_Instructions to follow_:
Retype the data below line for line, with no changes.

_Records supplied_:
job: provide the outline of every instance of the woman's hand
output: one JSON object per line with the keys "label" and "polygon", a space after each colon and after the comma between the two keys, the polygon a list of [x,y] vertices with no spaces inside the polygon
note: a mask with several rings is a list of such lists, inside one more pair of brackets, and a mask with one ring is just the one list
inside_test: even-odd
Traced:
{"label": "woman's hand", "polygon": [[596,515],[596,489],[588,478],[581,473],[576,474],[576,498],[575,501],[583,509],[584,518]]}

_Response for this exercise_:
job: provide the outline of every instance of the woman's hand
output: one JSON object per line with the keys "label" and "polygon", a space after each colon and after the comma between the two keys, the polygon a list of [x,y] vertices with no spaces inside the polygon
note: a mask with several rings is a list of such lists, inside one more pair of brackets, and a mask with one ring is just the one list
inside_test: even-odd
Traced:
{"label": "woman's hand", "polygon": [[596,515],[596,489],[588,478],[581,473],[576,474],[576,498],[575,501],[583,509],[584,518]]}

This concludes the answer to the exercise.